Task to complete: In the passage about Manteca's homeless residents, reproduce word for word the portion from "Chat with them" to "family, or drugs.".

Selected text:
***

More often than not you’ll find the new group picnic shelter that the city wisely decided to keep lighted at night in use by Manteca’s most invisible residents — the homeless that don’t get in your face.

Don’t confuse them with panhandlers you see during the day plying their trade at the entrances to parking lots, freeway entrances or with their makeshift Winnegabos partially blocking sidewalks. Besides the fact that some of the panhandlers commute to Manteca to beg, the odds are most of them aren’t homeless in the sense they are sleeping on the street.

Those that make their way to the picnic shelter to kill a few hours before scattering to bed down for the night are homeless. They travel light. Perhaps they have a garbage bag or two holding their possessions. Occasionally one will have a shopping cart.

Chat with them and you’ll find a wide range of stories. Some are “new” to the streets. They tend to be younger, kicked out by family or people they were staying with. You want to ask why, but you don’t. Most seem clear-headed, and clear-eyed. Those with a few months or years under their belt of being free range city residents with no address of any sort while tell you that they will see kids barely out of high school — almost always males — appear on Manteca’s streets for a few days or perhaps a week or two and then never see them again.

The reasons the newbies end up on the street run the gamut from foster kids too old for the system, fighting with parents, money issues in a struggling family, or drugs.

***

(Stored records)
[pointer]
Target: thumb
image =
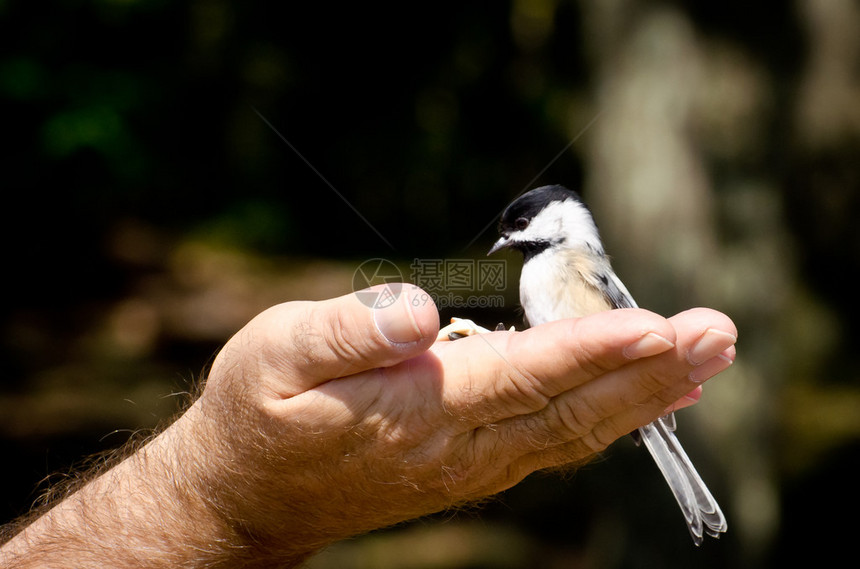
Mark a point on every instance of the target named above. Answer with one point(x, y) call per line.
point(309, 343)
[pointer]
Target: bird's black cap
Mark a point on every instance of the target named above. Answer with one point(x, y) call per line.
point(531, 203)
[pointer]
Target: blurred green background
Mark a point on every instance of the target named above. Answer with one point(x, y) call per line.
point(150, 212)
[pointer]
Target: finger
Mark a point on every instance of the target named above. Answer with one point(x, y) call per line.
point(509, 374)
point(308, 343)
point(596, 413)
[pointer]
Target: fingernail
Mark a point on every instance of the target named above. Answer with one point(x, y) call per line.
point(650, 344)
point(710, 368)
point(396, 321)
point(712, 343)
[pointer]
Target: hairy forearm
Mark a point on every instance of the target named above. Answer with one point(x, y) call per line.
point(147, 511)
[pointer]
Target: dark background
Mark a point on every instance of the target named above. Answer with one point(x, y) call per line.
point(151, 209)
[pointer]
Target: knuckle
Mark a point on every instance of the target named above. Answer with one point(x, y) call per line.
point(574, 417)
point(520, 392)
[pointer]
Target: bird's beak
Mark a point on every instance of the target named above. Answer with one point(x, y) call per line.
point(504, 241)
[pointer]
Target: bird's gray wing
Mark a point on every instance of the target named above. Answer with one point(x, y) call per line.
point(699, 507)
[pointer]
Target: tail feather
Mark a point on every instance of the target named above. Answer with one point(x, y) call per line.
point(699, 507)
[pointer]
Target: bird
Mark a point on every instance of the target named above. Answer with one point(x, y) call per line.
point(567, 274)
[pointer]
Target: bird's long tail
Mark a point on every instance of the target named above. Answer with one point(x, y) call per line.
point(699, 507)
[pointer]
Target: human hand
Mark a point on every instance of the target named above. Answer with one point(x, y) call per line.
point(327, 419)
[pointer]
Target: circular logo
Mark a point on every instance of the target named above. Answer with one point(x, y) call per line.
point(377, 272)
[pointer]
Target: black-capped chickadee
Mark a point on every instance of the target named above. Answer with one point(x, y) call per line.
point(566, 274)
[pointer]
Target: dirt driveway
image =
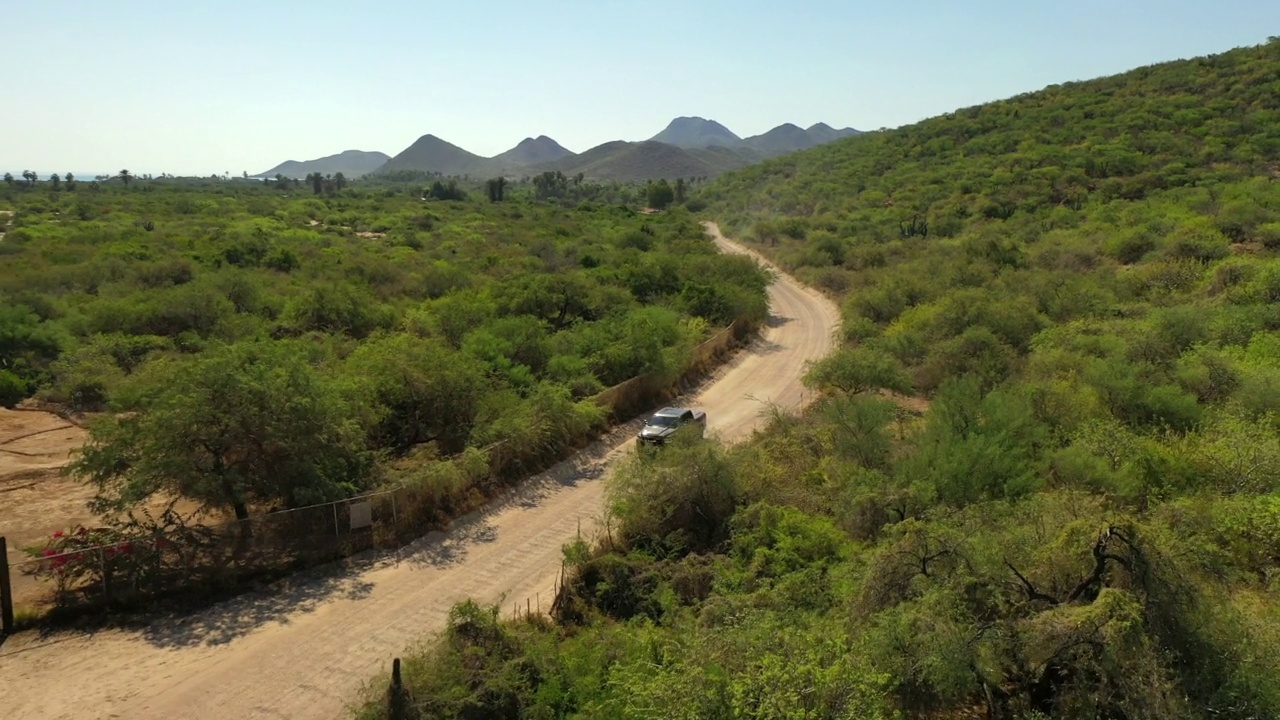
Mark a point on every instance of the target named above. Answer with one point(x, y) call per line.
point(304, 648)
point(35, 497)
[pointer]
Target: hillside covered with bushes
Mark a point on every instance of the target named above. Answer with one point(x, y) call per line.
point(225, 328)
point(1075, 515)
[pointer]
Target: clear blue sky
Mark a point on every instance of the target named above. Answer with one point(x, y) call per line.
point(197, 87)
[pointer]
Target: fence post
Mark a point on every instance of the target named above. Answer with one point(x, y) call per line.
point(398, 701)
point(106, 586)
point(5, 591)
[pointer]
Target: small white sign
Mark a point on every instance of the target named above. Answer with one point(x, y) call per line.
point(361, 514)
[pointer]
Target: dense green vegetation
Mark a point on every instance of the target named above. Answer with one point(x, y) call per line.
point(234, 328)
point(1075, 516)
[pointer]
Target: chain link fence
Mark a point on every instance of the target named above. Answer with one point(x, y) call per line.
point(97, 566)
point(103, 566)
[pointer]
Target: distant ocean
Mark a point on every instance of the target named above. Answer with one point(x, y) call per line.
point(44, 174)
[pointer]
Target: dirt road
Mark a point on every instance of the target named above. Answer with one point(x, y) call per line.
point(304, 650)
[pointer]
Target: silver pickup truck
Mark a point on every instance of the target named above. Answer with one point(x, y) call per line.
point(666, 422)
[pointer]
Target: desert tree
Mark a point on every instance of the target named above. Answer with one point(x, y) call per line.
point(242, 425)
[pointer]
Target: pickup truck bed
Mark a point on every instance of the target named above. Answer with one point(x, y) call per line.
point(664, 423)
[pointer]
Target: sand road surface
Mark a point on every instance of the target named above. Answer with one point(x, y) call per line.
point(302, 648)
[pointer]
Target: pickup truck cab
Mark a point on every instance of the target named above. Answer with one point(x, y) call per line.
point(664, 423)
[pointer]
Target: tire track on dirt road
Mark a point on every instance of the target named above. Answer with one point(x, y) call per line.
point(304, 647)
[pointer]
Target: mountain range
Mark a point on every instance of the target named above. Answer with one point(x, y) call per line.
point(351, 163)
point(688, 146)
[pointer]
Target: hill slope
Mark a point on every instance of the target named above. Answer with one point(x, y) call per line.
point(639, 162)
point(1157, 127)
point(696, 132)
point(351, 163)
point(1074, 513)
point(430, 154)
point(531, 151)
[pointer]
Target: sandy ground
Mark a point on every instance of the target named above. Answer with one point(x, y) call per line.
point(35, 499)
point(304, 648)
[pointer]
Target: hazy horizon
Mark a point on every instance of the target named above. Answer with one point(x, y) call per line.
point(234, 86)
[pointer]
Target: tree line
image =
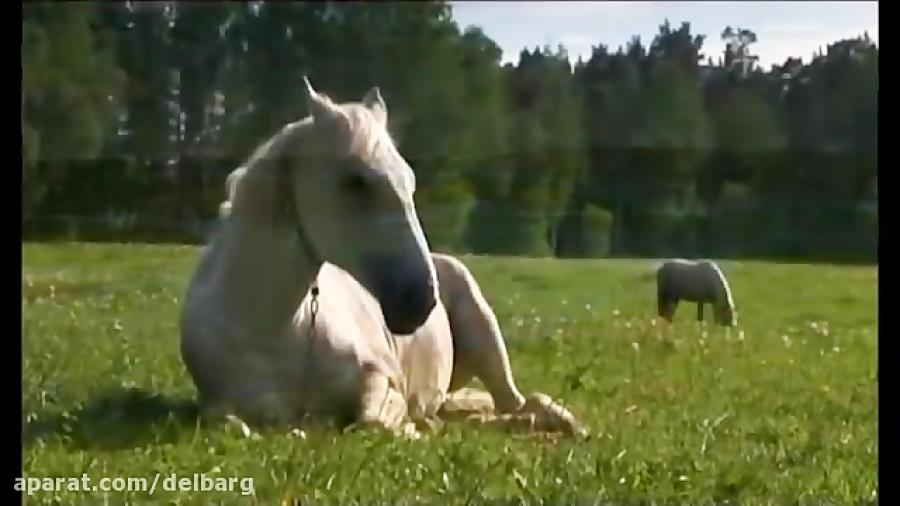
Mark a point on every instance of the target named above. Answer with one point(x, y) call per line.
point(134, 112)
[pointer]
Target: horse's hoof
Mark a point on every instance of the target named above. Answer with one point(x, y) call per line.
point(552, 416)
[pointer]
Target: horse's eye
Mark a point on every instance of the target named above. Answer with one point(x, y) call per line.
point(354, 182)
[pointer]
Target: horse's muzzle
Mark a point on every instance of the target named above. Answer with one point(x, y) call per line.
point(406, 299)
point(408, 305)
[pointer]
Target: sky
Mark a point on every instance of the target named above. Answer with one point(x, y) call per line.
point(783, 29)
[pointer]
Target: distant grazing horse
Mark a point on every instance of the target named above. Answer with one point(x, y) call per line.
point(318, 298)
point(694, 281)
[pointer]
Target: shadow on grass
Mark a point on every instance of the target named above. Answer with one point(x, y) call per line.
point(117, 420)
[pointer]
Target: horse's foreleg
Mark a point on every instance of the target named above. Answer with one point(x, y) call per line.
point(381, 405)
point(479, 349)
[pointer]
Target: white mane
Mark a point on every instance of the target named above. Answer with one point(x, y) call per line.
point(366, 138)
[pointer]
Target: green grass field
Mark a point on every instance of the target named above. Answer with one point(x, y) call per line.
point(780, 410)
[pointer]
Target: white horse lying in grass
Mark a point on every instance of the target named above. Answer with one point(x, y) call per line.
point(694, 281)
point(389, 333)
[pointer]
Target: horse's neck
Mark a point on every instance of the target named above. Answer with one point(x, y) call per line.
point(260, 273)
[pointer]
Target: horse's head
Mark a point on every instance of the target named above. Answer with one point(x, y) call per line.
point(353, 202)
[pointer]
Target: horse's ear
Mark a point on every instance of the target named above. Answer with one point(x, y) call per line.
point(322, 107)
point(376, 104)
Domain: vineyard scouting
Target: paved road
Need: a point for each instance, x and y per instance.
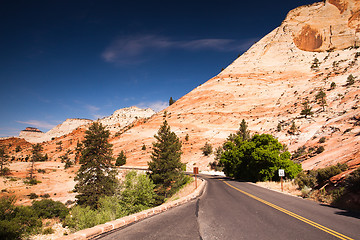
(239, 210)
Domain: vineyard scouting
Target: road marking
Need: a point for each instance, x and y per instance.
(305, 220)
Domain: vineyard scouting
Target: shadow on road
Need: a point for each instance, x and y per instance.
(344, 212)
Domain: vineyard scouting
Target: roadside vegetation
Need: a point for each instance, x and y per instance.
(101, 197)
(255, 158)
(344, 193)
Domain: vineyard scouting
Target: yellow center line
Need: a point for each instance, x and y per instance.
(305, 220)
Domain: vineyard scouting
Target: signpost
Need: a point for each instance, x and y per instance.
(281, 174)
(196, 171)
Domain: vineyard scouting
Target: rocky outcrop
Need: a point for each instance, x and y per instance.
(124, 117)
(266, 86)
(118, 120)
(31, 133)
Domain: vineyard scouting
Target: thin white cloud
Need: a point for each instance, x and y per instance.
(132, 49)
(157, 106)
(38, 124)
(92, 108)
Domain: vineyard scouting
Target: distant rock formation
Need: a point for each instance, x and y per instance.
(118, 120)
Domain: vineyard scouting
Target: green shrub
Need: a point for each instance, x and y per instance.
(121, 159)
(5, 171)
(320, 149)
(257, 159)
(350, 80)
(33, 196)
(332, 85)
(352, 182)
(46, 195)
(48, 230)
(306, 179)
(206, 149)
(47, 208)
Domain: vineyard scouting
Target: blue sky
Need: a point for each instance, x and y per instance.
(85, 59)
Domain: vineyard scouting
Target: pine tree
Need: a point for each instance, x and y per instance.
(3, 160)
(121, 159)
(96, 176)
(306, 111)
(36, 157)
(78, 149)
(166, 167)
(321, 98)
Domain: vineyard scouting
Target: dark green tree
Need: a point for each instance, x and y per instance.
(321, 98)
(121, 159)
(206, 149)
(166, 168)
(3, 160)
(96, 176)
(257, 159)
(171, 101)
(35, 157)
(78, 149)
(17, 149)
(243, 132)
(306, 111)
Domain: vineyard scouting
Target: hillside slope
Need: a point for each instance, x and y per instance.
(266, 86)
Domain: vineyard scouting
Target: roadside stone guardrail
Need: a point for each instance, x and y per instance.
(121, 222)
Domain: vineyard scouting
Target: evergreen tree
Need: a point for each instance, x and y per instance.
(243, 132)
(121, 159)
(78, 149)
(207, 149)
(306, 111)
(321, 98)
(165, 165)
(3, 160)
(36, 157)
(96, 176)
(171, 101)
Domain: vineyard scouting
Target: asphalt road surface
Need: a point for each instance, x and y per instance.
(239, 210)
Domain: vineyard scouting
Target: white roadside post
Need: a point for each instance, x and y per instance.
(281, 174)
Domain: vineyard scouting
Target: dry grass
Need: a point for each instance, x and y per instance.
(289, 187)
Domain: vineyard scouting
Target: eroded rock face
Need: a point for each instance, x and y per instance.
(325, 26)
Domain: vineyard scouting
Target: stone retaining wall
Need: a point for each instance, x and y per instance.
(121, 222)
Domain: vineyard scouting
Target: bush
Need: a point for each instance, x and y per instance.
(306, 179)
(352, 182)
(257, 159)
(136, 193)
(320, 149)
(48, 230)
(33, 196)
(5, 171)
(46, 195)
(121, 159)
(206, 149)
(47, 208)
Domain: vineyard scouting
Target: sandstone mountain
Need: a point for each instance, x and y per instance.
(118, 120)
(315, 48)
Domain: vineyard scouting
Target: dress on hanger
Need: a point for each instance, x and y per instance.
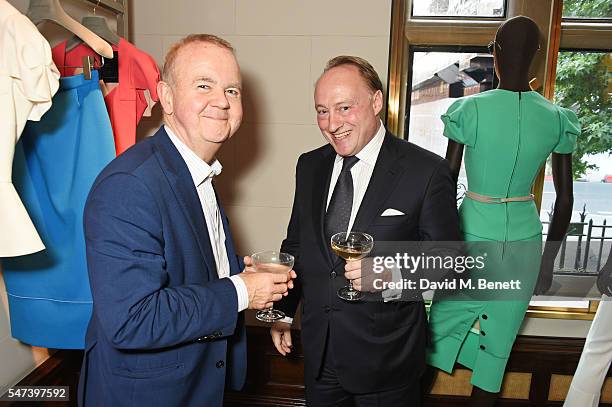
(28, 81)
(56, 162)
(507, 136)
(127, 102)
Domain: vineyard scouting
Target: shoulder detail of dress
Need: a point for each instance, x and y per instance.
(26, 57)
(461, 121)
(569, 130)
(145, 73)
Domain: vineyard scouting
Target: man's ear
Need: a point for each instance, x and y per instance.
(164, 91)
(377, 102)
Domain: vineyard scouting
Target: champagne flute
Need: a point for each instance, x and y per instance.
(351, 246)
(272, 262)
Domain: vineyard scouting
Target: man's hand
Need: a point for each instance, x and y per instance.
(364, 280)
(265, 287)
(281, 337)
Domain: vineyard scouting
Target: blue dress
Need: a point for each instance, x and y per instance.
(55, 164)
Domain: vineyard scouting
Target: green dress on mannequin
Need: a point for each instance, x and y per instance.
(507, 136)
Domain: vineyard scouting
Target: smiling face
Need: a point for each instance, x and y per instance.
(347, 109)
(202, 101)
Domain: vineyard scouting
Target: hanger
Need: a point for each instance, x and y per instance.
(41, 10)
(99, 26)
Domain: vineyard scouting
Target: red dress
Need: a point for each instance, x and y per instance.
(126, 103)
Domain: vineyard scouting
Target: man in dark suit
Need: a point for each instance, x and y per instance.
(167, 285)
(368, 353)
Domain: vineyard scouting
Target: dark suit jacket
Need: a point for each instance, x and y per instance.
(377, 346)
(165, 330)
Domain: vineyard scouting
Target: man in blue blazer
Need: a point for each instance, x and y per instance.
(167, 285)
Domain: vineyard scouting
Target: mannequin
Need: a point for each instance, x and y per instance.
(512, 68)
(515, 45)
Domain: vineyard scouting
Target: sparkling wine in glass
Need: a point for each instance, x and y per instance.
(272, 262)
(351, 246)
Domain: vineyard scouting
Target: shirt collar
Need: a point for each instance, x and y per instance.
(369, 153)
(199, 169)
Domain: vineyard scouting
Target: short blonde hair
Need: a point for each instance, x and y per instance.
(366, 70)
(168, 70)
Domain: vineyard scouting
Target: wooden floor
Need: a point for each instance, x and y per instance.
(273, 380)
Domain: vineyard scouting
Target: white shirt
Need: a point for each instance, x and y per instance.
(28, 81)
(202, 174)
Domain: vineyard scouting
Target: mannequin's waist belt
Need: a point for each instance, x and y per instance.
(492, 199)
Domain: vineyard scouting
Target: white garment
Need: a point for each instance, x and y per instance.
(594, 364)
(202, 175)
(28, 81)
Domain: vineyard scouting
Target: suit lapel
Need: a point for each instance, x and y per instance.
(381, 184)
(321, 181)
(181, 182)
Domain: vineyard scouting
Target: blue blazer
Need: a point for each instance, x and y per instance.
(165, 330)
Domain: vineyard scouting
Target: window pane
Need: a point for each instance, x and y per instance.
(583, 84)
(438, 78)
(458, 8)
(587, 8)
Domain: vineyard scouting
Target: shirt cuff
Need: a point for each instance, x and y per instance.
(241, 290)
(288, 320)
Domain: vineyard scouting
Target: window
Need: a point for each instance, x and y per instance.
(458, 8)
(438, 54)
(589, 9)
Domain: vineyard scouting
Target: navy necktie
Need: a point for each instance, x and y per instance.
(339, 210)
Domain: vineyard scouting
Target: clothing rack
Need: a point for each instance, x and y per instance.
(119, 8)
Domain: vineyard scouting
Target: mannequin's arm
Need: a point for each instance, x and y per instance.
(563, 181)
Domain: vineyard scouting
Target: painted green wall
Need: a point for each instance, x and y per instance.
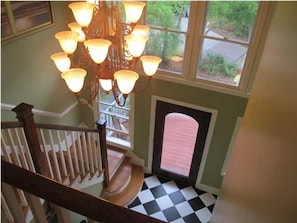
(29, 75)
(229, 109)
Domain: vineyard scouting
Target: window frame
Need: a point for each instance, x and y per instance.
(128, 145)
(193, 45)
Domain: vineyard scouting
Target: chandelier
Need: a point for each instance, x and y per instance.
(99, 43)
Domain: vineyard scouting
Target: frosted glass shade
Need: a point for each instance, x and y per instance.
(140, 30)
(133, 10)
(150, 64)
(136, 44)
(106, 84)
(61, 60)
(67, 40)
(83, 12)
(126, 80)
(77, 28)
(98, 49)
(74, 78)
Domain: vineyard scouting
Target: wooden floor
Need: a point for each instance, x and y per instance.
(179, 139)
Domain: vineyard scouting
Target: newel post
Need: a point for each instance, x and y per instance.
(25, 115)
(101, 126)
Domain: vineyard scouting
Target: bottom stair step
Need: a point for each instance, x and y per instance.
(120, 180)
(130, 192)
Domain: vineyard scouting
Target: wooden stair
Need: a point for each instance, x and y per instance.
(126, 181)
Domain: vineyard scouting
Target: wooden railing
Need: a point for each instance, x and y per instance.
(73, 154)
(69, 154)
(64, 197)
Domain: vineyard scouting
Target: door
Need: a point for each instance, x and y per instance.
(179, 139)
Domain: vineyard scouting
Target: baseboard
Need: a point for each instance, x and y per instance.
(209, 189)
(135, 159)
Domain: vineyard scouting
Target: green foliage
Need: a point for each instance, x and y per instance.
(215, 64)
(165, 15)
(239, 15)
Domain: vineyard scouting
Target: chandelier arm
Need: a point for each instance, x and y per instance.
(145, 88)
(117, 98)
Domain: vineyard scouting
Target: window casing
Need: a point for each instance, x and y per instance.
(181, 64)
(119, 120)
(185, 67)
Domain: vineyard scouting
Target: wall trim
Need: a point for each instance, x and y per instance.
(9, 107)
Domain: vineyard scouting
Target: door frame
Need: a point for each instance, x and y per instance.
(212, 122)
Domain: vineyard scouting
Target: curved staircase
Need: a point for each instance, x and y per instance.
(126, 178)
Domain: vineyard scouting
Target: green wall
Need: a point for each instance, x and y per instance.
(229, 109)
(29, 75)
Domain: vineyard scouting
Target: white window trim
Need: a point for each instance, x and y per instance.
(192, 53)
(112, 140)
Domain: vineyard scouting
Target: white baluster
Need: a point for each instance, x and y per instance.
(81, 158)
(27, 151)
(62, 158)
(21, 151)
(69, 156)
(90, 151)
(56, 164)
(46, 153)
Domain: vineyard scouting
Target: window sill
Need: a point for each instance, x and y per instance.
(206, 86)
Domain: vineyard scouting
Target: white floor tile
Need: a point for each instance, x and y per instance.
(164, 202)
(159, 215)
(207, 199)
(189, 193)
(152, 181)
(145, 196)
(170, 187)
(203, 214)
(179, 220)
(184, 208)
(139, 209)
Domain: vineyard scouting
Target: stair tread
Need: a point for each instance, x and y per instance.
(132, 189)
(115, 157)
(119, 180)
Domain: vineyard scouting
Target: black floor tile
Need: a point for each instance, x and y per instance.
(151, 207)
(171, 214)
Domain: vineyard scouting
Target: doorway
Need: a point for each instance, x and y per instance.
(179, 139)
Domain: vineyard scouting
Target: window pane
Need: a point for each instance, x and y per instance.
(5, 26)
(221, 61)
(169, 46)
(168, 14)
(117, 118)
(227, 34)
(169, 23)
(28, 15)
(231, 20)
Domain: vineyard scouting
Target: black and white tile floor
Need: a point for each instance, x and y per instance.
(172, 201)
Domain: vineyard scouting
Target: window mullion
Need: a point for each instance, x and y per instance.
(196, 25)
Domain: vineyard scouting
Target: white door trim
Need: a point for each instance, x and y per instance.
(208, 138)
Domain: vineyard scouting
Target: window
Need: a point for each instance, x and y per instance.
(19, 17)
(211, 43)
(168, 23)
(118, 126)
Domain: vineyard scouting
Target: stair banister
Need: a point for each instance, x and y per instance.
(85, 204)
(101, 126)
(25, 115)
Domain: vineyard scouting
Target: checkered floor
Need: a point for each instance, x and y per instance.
(172, 201)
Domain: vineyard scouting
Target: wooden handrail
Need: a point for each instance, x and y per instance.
(64, 127)
(85, 204)
(8, 125)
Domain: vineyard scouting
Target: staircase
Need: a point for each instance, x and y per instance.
(126, 178)
(75, 157)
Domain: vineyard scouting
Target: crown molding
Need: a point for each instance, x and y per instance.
(9, 107)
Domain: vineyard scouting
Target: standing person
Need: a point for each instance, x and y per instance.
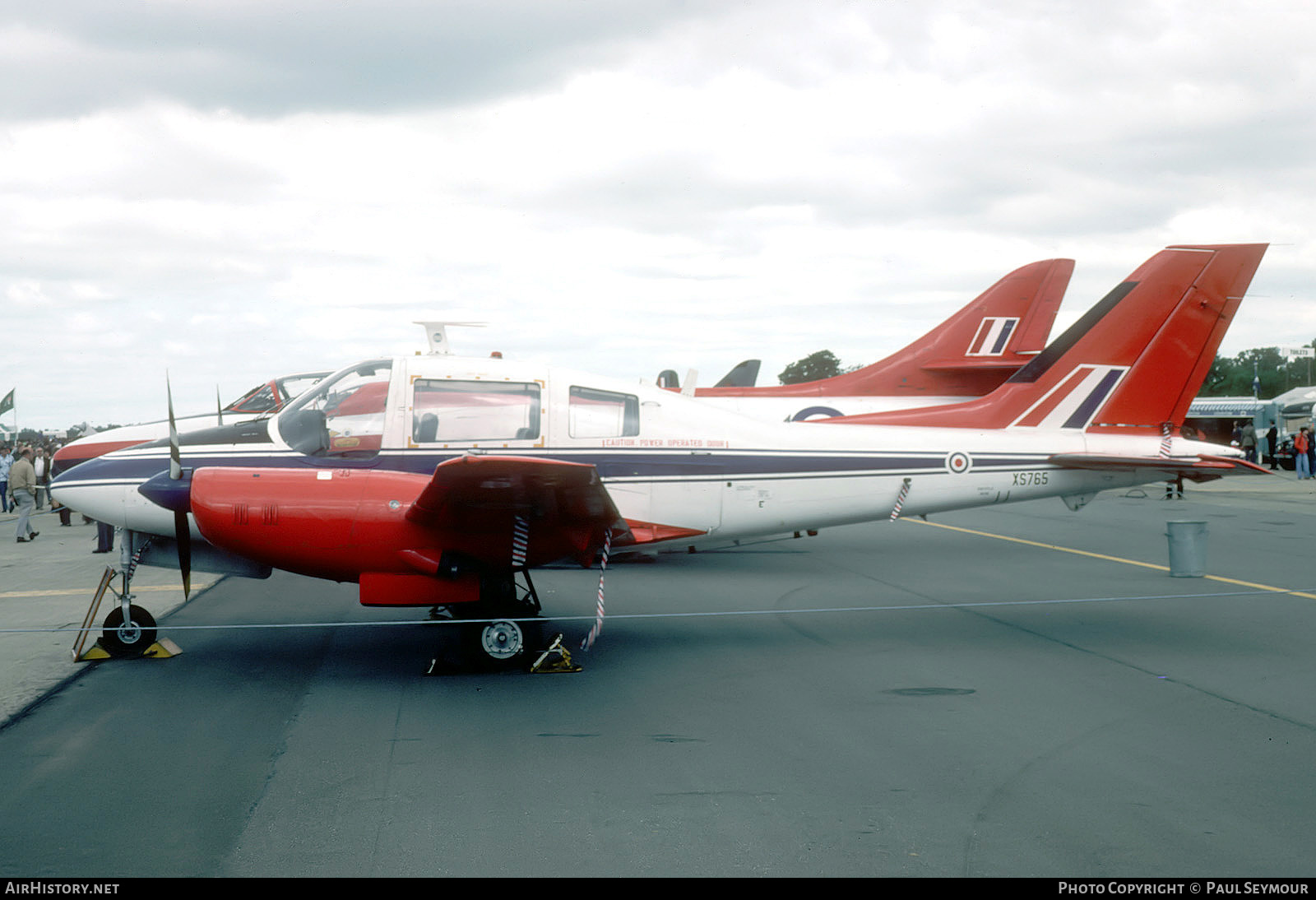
(6, 462)
(23, 485)
(1249, 443)
(41, 463)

***

Completed exercise:
Chat with them and you’ll find a wide range of stories. Some are “new” to the streets. They tend to be younger, kicked out by family or people they were staying with. You want to ask why, but you don’t. Most seem clear-headed, and clear-eyed. Those with a few months or years under their belt of being free range city residents with no address of any sort while tell you that they will see kids barely out of high school — almost always males — appear on Manteca’s streets for a few days or perhaps a week or two and then never see them again.

The reasons the newbies end up on the street run the gamut from foster kids too old for the system, fighting with parents, money issues in a struggling family, or drugs.